Gather every line of the items below that contains the word "slate", and copy each one in the order it appears.
━━━ Dataset excerpts ━━━
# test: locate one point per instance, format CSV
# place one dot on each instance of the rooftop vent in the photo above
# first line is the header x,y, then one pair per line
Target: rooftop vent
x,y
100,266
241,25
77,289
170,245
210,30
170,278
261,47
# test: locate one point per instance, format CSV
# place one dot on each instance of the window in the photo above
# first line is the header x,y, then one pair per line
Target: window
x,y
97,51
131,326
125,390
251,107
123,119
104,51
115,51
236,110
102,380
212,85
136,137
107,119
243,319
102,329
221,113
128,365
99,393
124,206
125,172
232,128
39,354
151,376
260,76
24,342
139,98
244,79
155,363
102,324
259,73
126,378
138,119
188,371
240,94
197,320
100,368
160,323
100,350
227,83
━━━
━━━ Dataset excerpts ━━━
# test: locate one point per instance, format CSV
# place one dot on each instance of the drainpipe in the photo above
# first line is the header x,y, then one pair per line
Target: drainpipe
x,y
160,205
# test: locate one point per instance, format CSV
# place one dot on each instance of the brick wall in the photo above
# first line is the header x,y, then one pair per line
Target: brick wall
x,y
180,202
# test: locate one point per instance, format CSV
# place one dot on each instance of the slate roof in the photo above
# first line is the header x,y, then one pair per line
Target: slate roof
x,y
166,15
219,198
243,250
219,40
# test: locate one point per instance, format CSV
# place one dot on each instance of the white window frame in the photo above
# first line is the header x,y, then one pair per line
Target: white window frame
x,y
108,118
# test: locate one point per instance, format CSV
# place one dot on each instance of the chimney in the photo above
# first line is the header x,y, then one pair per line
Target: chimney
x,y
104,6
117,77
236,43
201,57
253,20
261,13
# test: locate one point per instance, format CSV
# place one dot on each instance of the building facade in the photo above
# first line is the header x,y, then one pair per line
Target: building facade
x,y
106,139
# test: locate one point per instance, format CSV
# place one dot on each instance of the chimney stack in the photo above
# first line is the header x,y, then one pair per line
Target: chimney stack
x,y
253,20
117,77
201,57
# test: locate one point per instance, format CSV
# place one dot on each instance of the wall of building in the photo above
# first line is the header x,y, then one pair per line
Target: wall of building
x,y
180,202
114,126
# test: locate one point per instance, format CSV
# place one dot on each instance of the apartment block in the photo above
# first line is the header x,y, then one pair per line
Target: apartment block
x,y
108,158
━━━
━━━ Dataset excerpts ━━━
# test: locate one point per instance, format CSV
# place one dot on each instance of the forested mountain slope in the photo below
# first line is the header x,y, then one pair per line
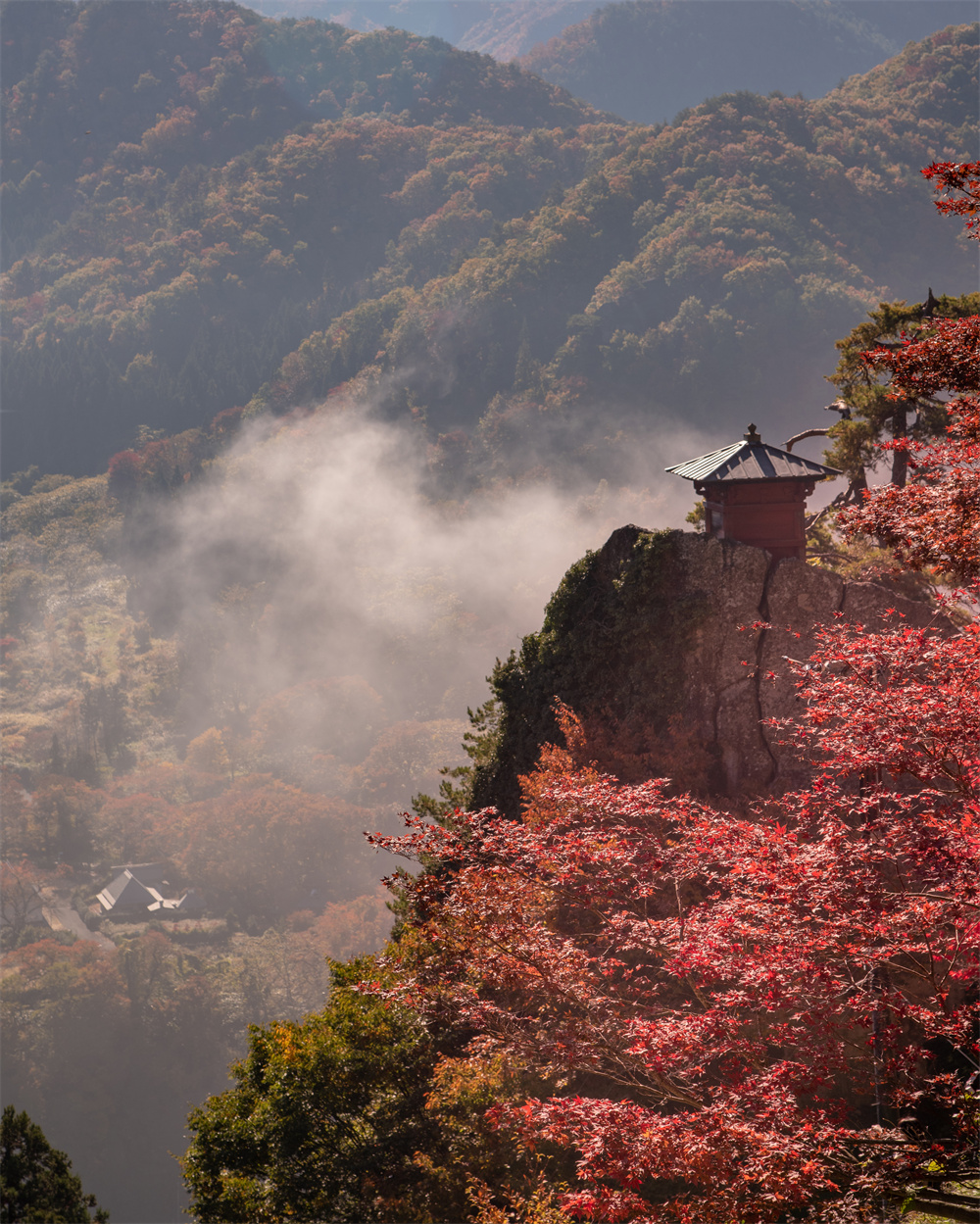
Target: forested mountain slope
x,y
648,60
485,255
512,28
━━━
» Result of this task:
# place one dot on each instance of the slate roof in the photo above
Target: slate roof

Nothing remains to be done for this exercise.